Following [70], a kNN classifier was implemented for the present study. Although the time-complexity of this algorithm is high, it by no means precludes realtime operation in this case. A full analysis is beyond the scope of this paper. Nonetheless, kNN, not including distance calculations, can be implemented to run in O(N) + O(k) time on average (Quicksort by distance, then Quicksort lowest k by category), where N is the number of training examples, k is the number of neighbors, and the symbol O() indicates the order, or upper-bound, of the algorithm's growth-rate as a function of input-size. However, the implementation provided here has a higher complexity in k, and runs in about O(Nk) + O(k2/2). This was tested to run about 10 times faster than the former for values of k < 10, and twice as fast for very high values of k up to 350. This is owing to much simpler `operations' despite a higher time-complexity. In any event, the classifier's accuracy was generally not found to improve for values of k greater than about 5, so the added complexity is small in practice. In both cases, the actual computation time of kNN is dominated by calculating the distances, which has a complexity of O(Nf), where f is the number of features in the model. Because f is fixed by the model, the goal would be to reduce N, which could be done through a variety of techniques, such as clustering. However, even this was not necessary; In practice, the classifier was found to require between about 14 and 32 microseconds to run on a 2.6 GHz Intel i7, for k=5 and N=100. On the other hand, feature calculation, including STFT, required between about 1405 and 2220 microseconds. These calculations can run, at most, every 50 milliseconds (the amount of audio used by this algorithm), which would consume at most about 4% of CPU time. Indeed, the operating system reported the CPU usage of the classifier to be under 7% during a barrage of strokes, and the excess is consistent with the onset-detector's computation time.
==================================================
Requirements: Copy out the passage on kNN classifier timing in full, word for word. The data after this passage on kNN classifier timing is separate material.
==================================================
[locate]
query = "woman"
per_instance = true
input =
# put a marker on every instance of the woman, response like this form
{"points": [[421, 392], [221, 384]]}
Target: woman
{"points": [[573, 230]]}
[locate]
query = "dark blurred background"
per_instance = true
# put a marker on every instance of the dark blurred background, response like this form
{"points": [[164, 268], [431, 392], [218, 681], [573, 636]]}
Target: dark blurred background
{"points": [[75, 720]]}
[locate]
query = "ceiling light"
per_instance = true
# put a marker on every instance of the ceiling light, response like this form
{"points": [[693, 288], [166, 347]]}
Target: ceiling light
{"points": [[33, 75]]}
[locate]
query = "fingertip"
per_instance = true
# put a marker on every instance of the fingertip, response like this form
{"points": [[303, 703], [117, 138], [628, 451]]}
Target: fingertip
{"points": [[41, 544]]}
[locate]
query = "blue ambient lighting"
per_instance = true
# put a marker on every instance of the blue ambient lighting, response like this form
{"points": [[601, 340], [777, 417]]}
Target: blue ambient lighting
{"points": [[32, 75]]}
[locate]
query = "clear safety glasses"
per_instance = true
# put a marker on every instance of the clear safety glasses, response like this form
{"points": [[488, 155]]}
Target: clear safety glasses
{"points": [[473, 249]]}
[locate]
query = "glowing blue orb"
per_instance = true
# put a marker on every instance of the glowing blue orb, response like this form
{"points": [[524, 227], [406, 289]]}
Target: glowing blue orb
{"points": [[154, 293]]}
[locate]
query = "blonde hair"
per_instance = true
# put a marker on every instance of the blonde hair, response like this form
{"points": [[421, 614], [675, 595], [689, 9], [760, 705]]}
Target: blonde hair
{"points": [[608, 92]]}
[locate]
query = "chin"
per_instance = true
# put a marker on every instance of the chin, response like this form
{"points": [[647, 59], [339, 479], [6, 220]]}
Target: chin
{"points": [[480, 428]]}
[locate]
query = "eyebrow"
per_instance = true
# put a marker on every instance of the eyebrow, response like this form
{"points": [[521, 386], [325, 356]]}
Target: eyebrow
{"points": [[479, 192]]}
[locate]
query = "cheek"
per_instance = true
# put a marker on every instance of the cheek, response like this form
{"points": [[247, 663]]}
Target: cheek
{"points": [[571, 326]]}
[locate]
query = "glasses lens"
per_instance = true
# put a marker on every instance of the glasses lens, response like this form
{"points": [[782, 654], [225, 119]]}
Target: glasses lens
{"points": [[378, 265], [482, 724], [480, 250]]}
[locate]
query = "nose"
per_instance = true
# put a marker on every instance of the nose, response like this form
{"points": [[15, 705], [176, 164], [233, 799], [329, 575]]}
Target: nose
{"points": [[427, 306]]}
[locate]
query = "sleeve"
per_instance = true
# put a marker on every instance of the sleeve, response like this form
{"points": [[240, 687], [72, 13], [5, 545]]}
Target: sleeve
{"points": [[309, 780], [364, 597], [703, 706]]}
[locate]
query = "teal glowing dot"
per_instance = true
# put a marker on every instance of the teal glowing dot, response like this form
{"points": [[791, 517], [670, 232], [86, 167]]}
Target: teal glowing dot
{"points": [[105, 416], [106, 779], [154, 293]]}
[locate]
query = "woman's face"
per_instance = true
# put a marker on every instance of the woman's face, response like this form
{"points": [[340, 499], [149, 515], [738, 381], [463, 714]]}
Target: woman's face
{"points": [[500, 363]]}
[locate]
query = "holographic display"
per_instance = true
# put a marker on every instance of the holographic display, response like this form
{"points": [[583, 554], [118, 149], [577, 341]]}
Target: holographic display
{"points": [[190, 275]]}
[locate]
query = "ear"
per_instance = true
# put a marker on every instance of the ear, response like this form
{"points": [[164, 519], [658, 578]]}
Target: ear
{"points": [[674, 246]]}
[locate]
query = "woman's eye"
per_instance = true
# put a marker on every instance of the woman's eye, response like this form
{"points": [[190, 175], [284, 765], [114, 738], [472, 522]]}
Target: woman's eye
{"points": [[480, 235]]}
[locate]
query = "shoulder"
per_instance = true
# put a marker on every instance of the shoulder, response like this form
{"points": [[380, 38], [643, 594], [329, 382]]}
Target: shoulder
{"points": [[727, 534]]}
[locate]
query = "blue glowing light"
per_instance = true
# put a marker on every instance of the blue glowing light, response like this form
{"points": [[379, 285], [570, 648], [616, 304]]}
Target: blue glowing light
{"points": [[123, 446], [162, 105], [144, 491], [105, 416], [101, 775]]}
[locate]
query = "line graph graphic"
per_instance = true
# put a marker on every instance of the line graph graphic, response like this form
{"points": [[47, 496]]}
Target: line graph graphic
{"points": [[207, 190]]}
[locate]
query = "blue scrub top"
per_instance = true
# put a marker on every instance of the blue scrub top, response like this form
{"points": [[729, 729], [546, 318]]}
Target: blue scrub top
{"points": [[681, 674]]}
==================================================
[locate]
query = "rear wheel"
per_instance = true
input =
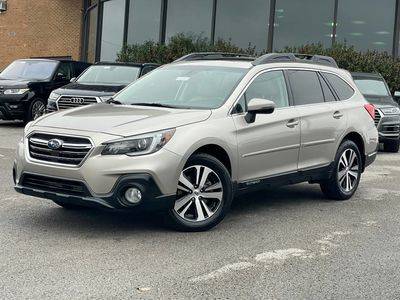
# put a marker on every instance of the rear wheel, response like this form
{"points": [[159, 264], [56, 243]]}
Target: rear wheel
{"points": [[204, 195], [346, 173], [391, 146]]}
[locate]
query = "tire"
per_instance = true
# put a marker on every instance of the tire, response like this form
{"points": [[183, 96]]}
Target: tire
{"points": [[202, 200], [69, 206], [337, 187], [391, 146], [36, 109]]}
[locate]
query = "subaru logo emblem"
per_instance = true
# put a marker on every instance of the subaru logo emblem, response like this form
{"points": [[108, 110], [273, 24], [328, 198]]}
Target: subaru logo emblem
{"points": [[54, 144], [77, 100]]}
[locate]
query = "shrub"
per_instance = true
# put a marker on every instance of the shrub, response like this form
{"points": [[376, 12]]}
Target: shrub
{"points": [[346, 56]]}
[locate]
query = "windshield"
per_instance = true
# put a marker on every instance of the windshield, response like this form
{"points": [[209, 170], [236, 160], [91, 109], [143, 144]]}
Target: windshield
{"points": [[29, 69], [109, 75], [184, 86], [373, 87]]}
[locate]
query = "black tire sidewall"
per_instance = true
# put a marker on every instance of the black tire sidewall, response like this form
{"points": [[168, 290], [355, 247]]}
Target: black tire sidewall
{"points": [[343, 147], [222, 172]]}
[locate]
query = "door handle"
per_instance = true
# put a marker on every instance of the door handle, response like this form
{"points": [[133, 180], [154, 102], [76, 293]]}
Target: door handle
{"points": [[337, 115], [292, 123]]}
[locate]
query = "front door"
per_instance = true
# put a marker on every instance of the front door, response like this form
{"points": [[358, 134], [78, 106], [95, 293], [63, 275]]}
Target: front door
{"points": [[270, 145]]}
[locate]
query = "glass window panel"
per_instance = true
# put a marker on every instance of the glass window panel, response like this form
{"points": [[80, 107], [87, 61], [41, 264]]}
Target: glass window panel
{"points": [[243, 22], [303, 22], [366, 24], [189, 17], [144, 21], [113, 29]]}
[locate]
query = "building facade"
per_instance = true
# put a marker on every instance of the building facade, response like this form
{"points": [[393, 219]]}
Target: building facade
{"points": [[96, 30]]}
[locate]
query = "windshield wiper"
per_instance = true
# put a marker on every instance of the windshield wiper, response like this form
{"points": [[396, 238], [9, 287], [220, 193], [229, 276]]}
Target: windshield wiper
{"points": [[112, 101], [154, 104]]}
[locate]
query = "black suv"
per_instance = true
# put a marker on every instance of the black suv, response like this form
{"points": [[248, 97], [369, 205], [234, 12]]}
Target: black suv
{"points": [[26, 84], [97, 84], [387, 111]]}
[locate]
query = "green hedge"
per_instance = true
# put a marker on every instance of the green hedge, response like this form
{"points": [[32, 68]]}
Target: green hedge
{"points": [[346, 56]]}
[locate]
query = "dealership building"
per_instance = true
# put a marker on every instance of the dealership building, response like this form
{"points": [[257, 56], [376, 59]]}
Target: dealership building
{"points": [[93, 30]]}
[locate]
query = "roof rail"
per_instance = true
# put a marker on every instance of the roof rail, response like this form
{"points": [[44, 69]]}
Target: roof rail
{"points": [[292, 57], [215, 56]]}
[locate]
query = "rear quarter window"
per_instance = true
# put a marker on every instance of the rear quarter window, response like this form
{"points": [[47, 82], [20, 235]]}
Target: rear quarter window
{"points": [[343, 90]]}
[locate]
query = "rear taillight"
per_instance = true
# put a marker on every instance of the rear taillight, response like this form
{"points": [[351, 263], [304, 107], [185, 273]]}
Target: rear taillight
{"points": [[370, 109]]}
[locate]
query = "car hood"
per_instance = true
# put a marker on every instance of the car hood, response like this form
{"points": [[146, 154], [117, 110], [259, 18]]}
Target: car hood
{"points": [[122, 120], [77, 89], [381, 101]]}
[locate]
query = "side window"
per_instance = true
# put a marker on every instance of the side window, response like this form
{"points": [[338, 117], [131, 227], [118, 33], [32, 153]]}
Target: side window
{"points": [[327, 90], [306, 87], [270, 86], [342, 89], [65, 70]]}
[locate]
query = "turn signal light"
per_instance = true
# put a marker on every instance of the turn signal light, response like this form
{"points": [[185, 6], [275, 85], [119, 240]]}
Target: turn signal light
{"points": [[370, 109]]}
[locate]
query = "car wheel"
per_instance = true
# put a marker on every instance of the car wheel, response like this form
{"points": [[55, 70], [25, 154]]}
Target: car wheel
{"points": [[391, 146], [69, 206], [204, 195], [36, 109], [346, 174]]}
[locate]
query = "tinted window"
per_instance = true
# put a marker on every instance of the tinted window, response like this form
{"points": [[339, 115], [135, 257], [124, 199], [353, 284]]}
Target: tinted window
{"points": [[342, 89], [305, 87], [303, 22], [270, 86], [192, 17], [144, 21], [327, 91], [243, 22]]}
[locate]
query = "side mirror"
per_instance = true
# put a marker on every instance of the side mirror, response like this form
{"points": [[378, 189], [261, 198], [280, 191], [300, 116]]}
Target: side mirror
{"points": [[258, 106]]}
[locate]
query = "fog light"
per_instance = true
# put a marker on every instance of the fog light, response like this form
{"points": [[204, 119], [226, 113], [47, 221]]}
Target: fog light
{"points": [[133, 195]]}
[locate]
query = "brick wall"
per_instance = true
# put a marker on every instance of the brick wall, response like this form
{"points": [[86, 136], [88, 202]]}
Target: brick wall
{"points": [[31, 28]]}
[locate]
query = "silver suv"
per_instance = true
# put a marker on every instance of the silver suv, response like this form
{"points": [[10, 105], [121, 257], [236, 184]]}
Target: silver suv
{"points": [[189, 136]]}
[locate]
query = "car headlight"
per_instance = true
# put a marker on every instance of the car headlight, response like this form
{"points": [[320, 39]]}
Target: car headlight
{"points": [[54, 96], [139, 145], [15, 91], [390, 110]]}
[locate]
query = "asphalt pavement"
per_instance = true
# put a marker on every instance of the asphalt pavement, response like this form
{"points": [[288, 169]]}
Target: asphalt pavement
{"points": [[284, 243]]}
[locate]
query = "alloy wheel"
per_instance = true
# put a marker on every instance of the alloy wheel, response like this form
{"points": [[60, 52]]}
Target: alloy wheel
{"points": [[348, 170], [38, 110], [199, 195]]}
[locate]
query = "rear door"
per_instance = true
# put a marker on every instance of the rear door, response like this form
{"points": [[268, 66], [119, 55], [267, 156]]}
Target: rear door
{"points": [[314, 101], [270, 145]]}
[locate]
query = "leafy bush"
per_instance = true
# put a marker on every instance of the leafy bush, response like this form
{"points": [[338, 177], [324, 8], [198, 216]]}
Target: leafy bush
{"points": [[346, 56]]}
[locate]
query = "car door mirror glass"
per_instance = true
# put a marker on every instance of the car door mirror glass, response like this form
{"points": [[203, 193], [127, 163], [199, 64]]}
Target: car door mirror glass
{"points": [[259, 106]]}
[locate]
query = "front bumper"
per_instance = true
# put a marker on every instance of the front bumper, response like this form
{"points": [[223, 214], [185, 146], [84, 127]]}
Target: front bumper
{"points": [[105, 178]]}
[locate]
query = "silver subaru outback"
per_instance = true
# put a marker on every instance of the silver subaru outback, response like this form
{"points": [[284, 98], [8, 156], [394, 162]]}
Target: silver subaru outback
==================================================
Answer to this problem:
Following [70], a kNN classifier was implemented for the present study. Although the time-complexity of this algorithm is high, it by no means precludes realtime operation in this case. A full analysis is beyond the scope of this paper. Nonetheless, kNN, not including distance calculations, can be implemented to run in O(N) + O(k) time on average (Quicksort by distance, then Quicksort lowest k by category), where N is the number of training examples, k is the number of neighbors, and the symbol O() indicates the order, or upper-bound, of the algorithm's growth-rate as a function of input-size. However, the implementation provided here has a higher complexity in k, and runs in about O(Nk) + O(k2/2). This was tested to run about 10 times faster than the former for values of k < 10, and twice as fast for very high values of k up to 350. This is owing to much simpler `operations' despite a higher time-complexity. In any event, the classifier's accuracy was generally not found to improve for values of k greater than about 5, so the added complexity is small in practice. In both cases, the actual computation time of kNN is dominated by calculating the distances, which has a complexity of O(Nf), where f is the number of features in the model. Because f is fixed by the model, the goal would be to reduce N, which could be done through a variety of techniques, such as clustering. However, even this was not necessary; In practice, the classifier was found to require between about 14 and 32 microseconds to run on a 2.6 GHz Intel i7, for k=5 and N=100. On the other hand, feature calculation, including STFT, required between about 1405 and 2220 microseconds. These calculations can run, at most, every 50 milliseconds (the amount of audio used by this algorithm), which would consume at most about 4% of CPU time. Indeed, the operating system reported the CPU usage of the classifier to be under 7% during a barrage of strokes, and the excess is consistent with the onset-detector's computation time.